▸ YOUR TASK: Retype every one of the records below line for line, leaving each character unchanged.

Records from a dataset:
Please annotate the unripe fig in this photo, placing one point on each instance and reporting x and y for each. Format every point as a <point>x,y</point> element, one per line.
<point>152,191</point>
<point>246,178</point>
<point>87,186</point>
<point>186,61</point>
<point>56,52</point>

▸ OUTPUT OF THE TASK:
Please annotate the unripe fig in this photo, placing one point on each instance and reporting x and y for each. Format every point as a <point>x,y</point> element, one per line.
<point>152,191</point>
<point>246,178</point>
<point>87,186</point>
<point>186,61</point>
<point>56,52</point>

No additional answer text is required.